Copy the part of the detailed description that runs from "DETAILED DESCRIPTION" to "aspects or features.", word for word.

Excerpt provided
════════════════════

DETAILED DESCRIPTION
[0055] In the following paragraphs, embodiments will be described
in detail by way of example with reference to the accompanying
drawings, which are not drawn to scale, and the illustrated
components are not necessarily drawn proportionately to one
another. Throughout this description, the embodiments and examples
shown should be considered as exemplars, rather than as limitations
of the present disclosure. As used herein, the "present disclosure"
or "present invention" refer to any one of the embodiments
described herein, and any equivalents. Furthermore, reference to
various aspects of the invention throughout this document does not
mean that all claimed embodiments or methods must include the
referenced aspects or features.
[0056] A generally planar board 10 is illustrated in FIG. 1. The
generally planar board 10 is the basic building element from which
the three dimensional structures of this disclosure are derived.

════════════════════

Record extracts
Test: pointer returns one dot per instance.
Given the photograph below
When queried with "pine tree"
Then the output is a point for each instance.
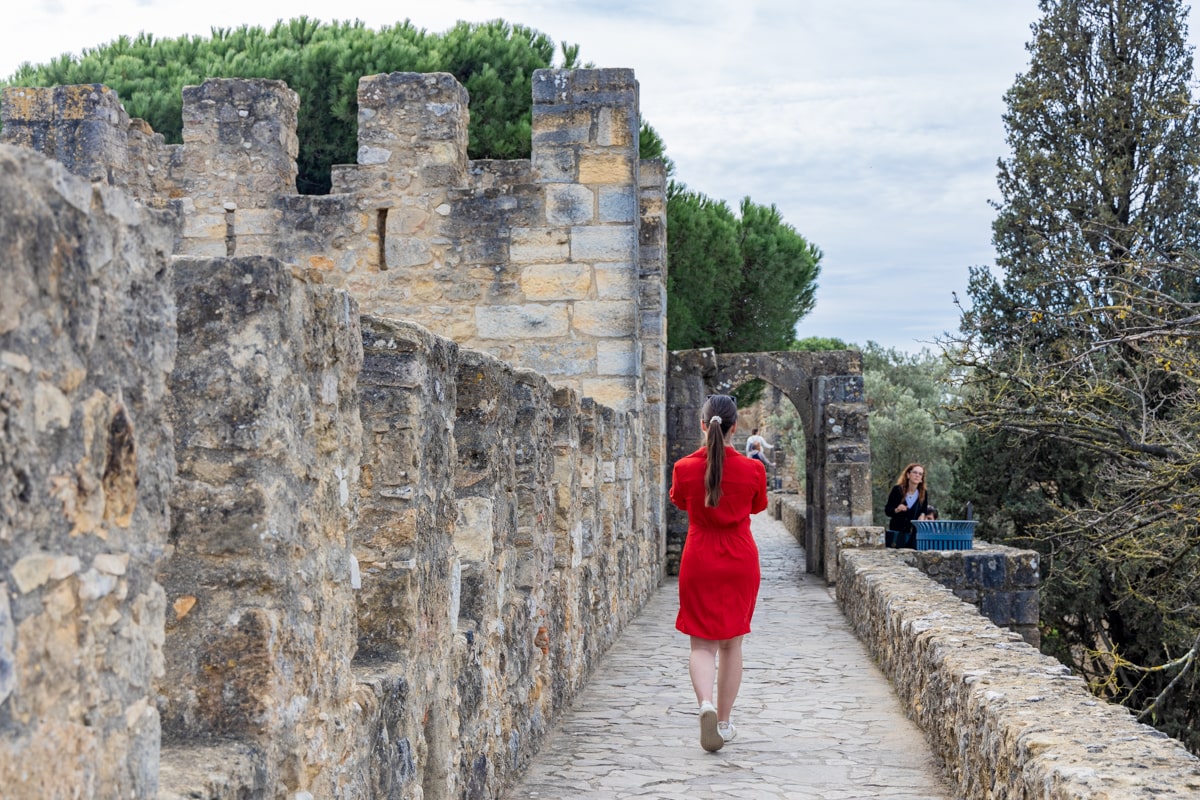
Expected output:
(1085, 349)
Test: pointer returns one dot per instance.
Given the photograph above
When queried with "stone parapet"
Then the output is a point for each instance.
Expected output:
(87, 465)
(1005, 720)
(262, 624)
(555, 264)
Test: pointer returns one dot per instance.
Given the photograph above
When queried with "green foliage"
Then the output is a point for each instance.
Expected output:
(737, 283)
(1081, 361)
(906, 396)
(323, 62)
(819, 343)
(651, 145)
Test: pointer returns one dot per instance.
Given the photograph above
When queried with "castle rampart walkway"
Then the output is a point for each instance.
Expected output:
(816, 719)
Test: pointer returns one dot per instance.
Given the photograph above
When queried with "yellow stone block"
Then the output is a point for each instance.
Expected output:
(556, 282)
(606, 168)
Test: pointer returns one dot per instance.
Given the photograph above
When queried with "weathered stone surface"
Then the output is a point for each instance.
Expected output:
(87, 336)
(268, 439)
(273, 531)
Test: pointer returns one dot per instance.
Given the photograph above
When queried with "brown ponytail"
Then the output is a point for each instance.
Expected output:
(719, 414)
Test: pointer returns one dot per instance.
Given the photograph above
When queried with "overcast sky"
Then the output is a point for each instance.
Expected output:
(873, 125)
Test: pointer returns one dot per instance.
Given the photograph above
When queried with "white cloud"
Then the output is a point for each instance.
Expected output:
(873, 125)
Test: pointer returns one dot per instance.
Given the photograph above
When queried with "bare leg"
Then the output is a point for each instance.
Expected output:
(702, 667)
(729, 677)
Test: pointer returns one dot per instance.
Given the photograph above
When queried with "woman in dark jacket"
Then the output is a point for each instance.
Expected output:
(907, 501)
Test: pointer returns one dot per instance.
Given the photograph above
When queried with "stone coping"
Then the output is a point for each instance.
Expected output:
(1006, 720)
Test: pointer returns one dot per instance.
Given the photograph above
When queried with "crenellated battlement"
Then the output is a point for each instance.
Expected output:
(319, 495)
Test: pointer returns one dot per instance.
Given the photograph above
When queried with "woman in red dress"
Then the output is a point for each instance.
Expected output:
(719, 572)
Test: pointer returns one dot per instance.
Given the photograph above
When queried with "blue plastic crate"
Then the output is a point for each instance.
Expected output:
(945, 534)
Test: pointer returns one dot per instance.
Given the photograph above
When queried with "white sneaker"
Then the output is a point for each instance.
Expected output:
(709, 738)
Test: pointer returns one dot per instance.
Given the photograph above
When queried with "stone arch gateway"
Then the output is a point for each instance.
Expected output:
(826, 388)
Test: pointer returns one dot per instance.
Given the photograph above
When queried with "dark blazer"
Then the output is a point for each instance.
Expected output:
(901, 523)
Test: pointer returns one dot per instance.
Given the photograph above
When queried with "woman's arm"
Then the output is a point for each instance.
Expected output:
(894, 498)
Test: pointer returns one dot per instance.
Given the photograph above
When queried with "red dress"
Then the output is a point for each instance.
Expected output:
(719, 571)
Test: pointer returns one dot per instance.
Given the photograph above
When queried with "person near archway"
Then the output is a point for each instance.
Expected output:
(757, 446)
(909, 500)
(719, 571)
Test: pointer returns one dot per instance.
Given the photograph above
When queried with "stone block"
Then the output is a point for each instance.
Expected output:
(543, 282)
(1024, 569)
(606, 168)
(539, 245)
(617, 358)
(559, 359)
(988, 571)
(406, 252)
(616, 127)
(617, 204)
(87, 341)
(603, 244)
(997, 606)
(617, 394)
(527, 322)
(555, 166)
(616, 281)
(1026, 607)
(605, 318)
(570, 204)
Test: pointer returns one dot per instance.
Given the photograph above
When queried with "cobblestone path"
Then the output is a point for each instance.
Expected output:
(816, 719)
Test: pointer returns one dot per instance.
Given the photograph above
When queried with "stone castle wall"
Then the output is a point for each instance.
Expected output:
(555, 264)
(264, 537)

════════════════════

Full solution
DETAILED DESCRIPTION
[0055] In the following paragraphs, embodiments will be described
in detail by way of example with reference to the accompanying
drawings, which are not drawn to scale, and the illustrated
components are not necessarily drawn proportionately to one
another. Throughout this description, the embodiments and examples
shown should be considered as exemplars, rather than as limitations
of the present disclosure. As used herein, the "present disclosure"
or "present invention" refer to any one of the embodiments
described herein, and any equivalents. Furthermore, reference to
various aspects of the invention throughout this document does not
mean that all claimed embodiments or methods must include the
referenced aspects or features.